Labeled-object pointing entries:
▬▬▬▬▬▬

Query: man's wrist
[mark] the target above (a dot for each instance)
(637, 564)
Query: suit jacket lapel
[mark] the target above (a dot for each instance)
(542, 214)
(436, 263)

▬▬▬▬▬▬

Given problem -> Convert the records above into a JSON list of strings with one string for each line. Omit any blank lines.

Answer to the problem ->
[
  "Query: man's wrist",
  "[mark] the target above (a dot for each instance)",
  "(637, 564)",
  "Query: suit jacket lapel",
  "[mark] the target above (a dot for each instance)",
  "(542, 214)",
  "(436, 263)"
]